Without the images, reproduce each line of the material exactly.

+++ Records to use

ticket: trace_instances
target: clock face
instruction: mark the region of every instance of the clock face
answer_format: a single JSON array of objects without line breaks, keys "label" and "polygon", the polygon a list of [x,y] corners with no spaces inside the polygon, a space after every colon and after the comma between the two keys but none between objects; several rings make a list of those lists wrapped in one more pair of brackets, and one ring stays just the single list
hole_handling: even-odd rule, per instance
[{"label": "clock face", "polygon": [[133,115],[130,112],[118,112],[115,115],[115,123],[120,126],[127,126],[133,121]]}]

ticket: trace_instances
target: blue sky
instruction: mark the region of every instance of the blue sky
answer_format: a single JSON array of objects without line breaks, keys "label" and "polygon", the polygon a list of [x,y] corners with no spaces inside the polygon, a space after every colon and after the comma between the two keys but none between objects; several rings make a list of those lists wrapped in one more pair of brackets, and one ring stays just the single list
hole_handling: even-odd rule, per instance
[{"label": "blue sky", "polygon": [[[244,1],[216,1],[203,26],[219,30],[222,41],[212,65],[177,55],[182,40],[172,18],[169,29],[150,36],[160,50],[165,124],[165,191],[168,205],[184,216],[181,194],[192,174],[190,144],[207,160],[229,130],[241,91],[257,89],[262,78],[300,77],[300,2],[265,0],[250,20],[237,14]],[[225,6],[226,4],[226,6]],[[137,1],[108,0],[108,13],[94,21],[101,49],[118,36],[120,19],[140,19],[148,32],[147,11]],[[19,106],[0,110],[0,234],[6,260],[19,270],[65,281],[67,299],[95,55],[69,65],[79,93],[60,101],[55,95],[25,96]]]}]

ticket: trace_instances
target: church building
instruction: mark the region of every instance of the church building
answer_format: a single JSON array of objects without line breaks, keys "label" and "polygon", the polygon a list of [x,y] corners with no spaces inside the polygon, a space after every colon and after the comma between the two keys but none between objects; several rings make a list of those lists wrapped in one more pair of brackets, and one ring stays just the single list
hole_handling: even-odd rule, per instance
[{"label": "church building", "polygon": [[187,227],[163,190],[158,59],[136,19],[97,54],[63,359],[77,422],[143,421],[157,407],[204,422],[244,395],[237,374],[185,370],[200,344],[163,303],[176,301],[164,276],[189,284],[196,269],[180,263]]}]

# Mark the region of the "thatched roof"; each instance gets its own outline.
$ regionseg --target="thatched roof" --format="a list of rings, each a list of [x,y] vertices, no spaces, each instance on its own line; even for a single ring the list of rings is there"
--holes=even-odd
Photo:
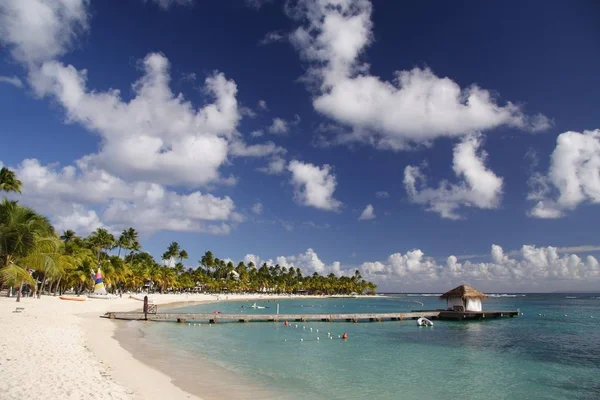
[[[452,290],[447,291],[440,296],[440,299],[447,300],[450,297],[460,297],[461,299],[480,299],[486,300],[488,297],[477,289],[473,289],[469,285],[460,285]]]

++++++

**Exercise solution**
ticket: trace_instances
target: clock face
instruction: mark the region of every instance of the clock face
answer_format: a single JSON array of objects without line breaks, keys "label" and "polygon", the polygon a list of [x,y] corners with no spaces inside the polygon, a space after every colon and after the comma between the two keys but none between objects; several rings make a list of those lists wrapped in one more pair of brackets, and one ring stays just the single list
hole_handling: even-odd rule, per instance
[{"label": "clock face", "polygon": [[133,115],[130,112],[118,112],[115,115],[115,123],[120,126],[127,126],[133,121]]}]

ticket: trace_instances
target: blue sky
instruction: mark the region of every instance of the blue sky
answer_format: a single JSON array of objects without line breaks, keys "label" and "polygon", the polygon a list of [x,y] corners with no spaces inside the polygon, a space after every colon and after the comma between the two keys but none between objects; several rings make a list of those lists wrapped in one more pair of brackets, and one ring stays just the single list
hole_handling: even-odd rule, per instance
[{"label": "blue sky", "polygon": [[[244,1],[216,1],[203,26],[219,30],[222,41],[212,65],[177,55],[182,40],[172,18],[169,29],[150,36],[160,50],[165,124],[165,191],[168,205],[184,216],[181,194],[192,174],[190,144],[207,160],[229,130],[241,91],[257,89],[262,78],[300,77],[300,2],[265,0],[250,20],[237,14]],[[225,6],[226,4],[226,6]],[[137,1],[108,0],[108,13],[94,21],[101,49],[118,36],[120,19],[140,19],[148,32],[147,11]],[[19,106],[0,110],[0,234],[6,260],[19,270],[65,281],[67,299],[95,55],[69,65],[79,93],[60,101],[55,95],[25,96]]]}]

ticket: trace_instances
target: church building
instruction: mark the region of every instance of the church building
answer_format: a single JSON array of objects without line breaks, keys "label" and "polygon", the polygon a list of [x,y] corners with no spaces inside the polygon, a space after every colon and after the comma between the two keys but none between objects; several rings make a list of those lists wrapped in one more pair of brackets, and one ring stays just the single list
hole_handling: even-odd rule, per instance
[{"label": "church building", "polygon": [[187,227],[163,190],[158,59],[136,19],[97,54],[63,359],[77,422],[143,421],[157,407],[204,422],[244,395],[237,374],[185,370],[200,344],[163,303],[176,301],[164,276],[189,284],[196,269],[180,263]]}]

# Mark the region of the "thatched roof"; each instance gets its own outline.
$ regionseg --target="thatched roof" --format="a list of rings, each a list of [x,y] vertices, no spaces, each instance on its own line; even for a single ring the list of rings is there"
--holes=even-odd
Photo:
[[[452,290],[447,291],[440,296],[440,299],[447,300],[450,297],[460,297],[461,299],[480,299],[486,300],[488,297],[477,289],[473,289],[469,285],[460,285]]]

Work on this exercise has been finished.